### Parts of the exercise
**1)** List every organization named in the butcher shop article below.
**2)** Copy the part of the butcher shop article below between "But across the" and "November last year.", inclusive.
**3)** Answer these questions using the butcher shop article below.
(a) How many licences did Primesafe report by June 30 last year?
(b) How many times more do beef shoppers spend per trip in butchers' stores than in supermarkets?
(c) How many times a year did shoppers who visit their local butcher go last year?

Top of Text passage

Retail butchers shutting up shop: Fewer shoppers buying unpackaged meat
The number of shoppers visiting butchers each year has fallen from 5.4 million pre-covid to 4.7m in 2022, as Victorian butcher shops close their doors for good.
More Victorian butchers shops are closing their doors for good, with Primesafe reporting a steady decline in licence numbers, from 927 in 2017-18 to 845 by June 30 last year.
The Primesafe findings reflect Meat and Livestock Australia’s research, which found that while butcher numbers nationally may be incrementally declining, it doesn’t appear to be equally spread across all butcher stores.
Butchers next to supermarkets and those who “offer something above and beyond the basic red meat available in sealed packets in the supermarkets” were thriving, the MLA reported.
“It might sound paradoxical that more expensive butchers are doing well because price is such a huge driver of meat purchasing. But customers are happy to pay more if they feel that they are getting something they can’t get for less in a supermarket.
“That could be as simple as ‘quality’ or as complex as gourmet culinary expertise.”
Once inside butchers’ stores, beef shoppers spend 1.93 times more per trip compared to supermarkets.
But across the entire market, research conducted by Nielsen Homescan found the number of shoppers visiting butchers each year had fallen from 5.4 million pre-Covid, to 4.7m in 2022.
Of those shoppers who visit their local butcher, their frequency of shopping has also dropped from a pre-Covid average of 7.6 times a year to 7.3 times last year.
High prices for beef have forced down the volume of domestic retail sales of fresh beef by 6.4 per cent and lamb by 6 per cent in the 12 months to November last year.
While the volume of beef sold has declined, shoppers overall are still spending 2.7 per cent more on beef.
However retail spend on lamb appears to be far more elastic, declining by 1.2 per cent overall.

Bottom of Text passage
Top of Data listing

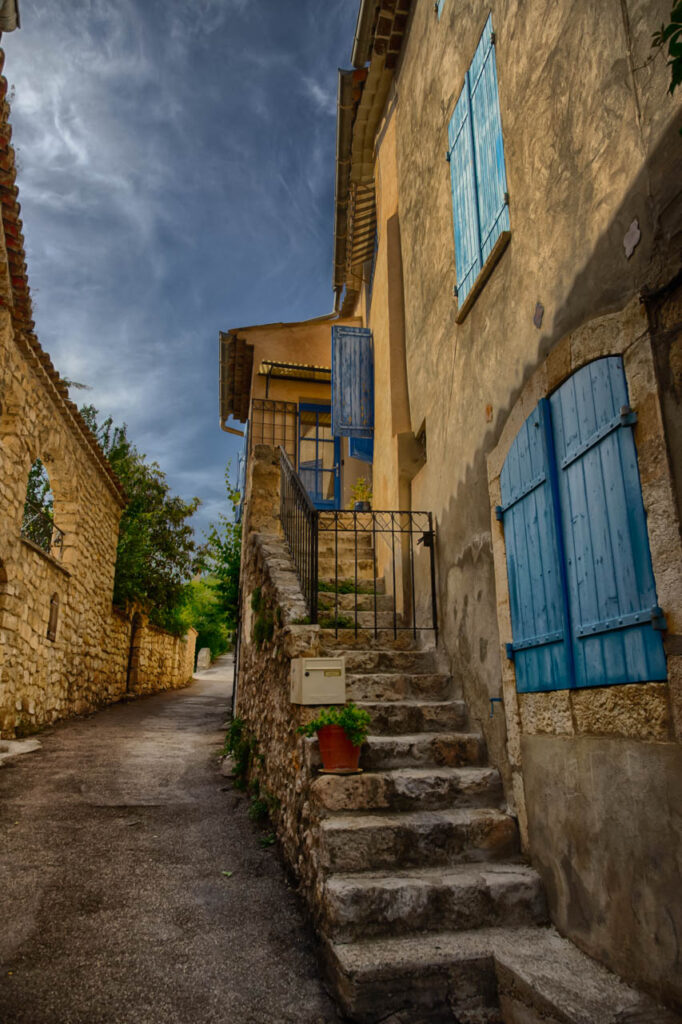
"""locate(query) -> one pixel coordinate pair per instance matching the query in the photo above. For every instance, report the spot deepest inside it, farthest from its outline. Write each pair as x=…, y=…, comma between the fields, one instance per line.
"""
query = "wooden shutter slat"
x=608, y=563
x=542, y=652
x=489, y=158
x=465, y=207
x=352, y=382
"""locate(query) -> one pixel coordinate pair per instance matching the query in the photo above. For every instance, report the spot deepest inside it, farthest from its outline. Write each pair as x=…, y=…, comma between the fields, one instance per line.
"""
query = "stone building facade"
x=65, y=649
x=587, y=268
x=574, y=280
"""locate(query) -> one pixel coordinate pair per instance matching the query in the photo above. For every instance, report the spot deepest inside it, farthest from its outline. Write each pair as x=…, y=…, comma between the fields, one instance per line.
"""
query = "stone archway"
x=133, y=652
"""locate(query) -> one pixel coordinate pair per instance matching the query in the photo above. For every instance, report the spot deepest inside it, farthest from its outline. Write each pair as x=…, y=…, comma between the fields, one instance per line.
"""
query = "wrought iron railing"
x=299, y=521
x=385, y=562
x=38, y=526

Bottom of Data listing
Top of Data listing

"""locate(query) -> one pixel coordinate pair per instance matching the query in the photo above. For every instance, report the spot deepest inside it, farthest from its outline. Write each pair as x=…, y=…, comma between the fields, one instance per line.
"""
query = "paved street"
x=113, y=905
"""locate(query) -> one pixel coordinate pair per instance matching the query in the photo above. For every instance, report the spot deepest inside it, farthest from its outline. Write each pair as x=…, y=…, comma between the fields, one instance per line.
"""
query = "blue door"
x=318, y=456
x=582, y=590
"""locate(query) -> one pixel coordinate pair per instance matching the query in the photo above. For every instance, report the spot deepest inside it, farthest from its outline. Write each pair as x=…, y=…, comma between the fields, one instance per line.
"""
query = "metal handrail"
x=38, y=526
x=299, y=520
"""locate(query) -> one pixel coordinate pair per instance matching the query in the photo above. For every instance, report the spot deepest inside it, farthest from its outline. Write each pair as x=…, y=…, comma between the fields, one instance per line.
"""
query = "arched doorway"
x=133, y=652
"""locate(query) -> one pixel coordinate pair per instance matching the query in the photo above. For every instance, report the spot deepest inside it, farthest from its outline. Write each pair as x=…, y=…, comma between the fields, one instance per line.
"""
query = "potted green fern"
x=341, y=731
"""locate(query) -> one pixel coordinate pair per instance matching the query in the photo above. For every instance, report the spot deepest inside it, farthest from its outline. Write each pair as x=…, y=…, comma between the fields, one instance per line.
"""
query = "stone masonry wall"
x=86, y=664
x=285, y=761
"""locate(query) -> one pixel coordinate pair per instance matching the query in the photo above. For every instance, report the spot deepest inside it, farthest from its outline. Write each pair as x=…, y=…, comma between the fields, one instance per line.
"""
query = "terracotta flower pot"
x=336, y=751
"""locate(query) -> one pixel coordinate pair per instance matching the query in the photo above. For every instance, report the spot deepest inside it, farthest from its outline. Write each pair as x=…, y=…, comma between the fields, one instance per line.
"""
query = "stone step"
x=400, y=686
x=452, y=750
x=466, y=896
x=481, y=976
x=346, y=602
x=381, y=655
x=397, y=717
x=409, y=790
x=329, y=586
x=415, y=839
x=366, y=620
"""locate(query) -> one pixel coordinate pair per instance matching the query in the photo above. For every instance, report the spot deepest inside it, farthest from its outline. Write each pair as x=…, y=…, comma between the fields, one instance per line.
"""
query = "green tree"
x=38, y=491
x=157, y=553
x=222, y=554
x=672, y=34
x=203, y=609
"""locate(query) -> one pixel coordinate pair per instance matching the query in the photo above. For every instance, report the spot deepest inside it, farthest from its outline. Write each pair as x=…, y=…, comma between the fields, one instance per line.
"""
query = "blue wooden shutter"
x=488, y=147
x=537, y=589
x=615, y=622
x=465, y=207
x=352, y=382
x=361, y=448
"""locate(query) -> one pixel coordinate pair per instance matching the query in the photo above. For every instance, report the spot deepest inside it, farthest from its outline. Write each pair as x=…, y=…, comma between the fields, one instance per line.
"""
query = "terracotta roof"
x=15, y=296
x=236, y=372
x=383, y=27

Bottom of Data listing

### Answers given
**1)**
Primesafe
Meat and Livestock Australia (MLA)
Nielsen Homescan

**2)**
But across the entire market, research conducted by Nielsen Homescan found the number of shoppers visiting butchers each year had fallen from 5.4 million pre-Covid, to 4.7m in 2022.
Of those shoppers who visit their local butcher, their frequency of shopping has also dropped from a pre-Covid average of 7.6 times a year to 7.3 times last year.
High prices for beef have forced down the volume of domestic retail sales of fresh beef by 6.4 per cent and lamb by 6 per cent in the 12 months to November last year.

**3)**
(a) 845
(b) 1.93 times more
(c) 7.3 times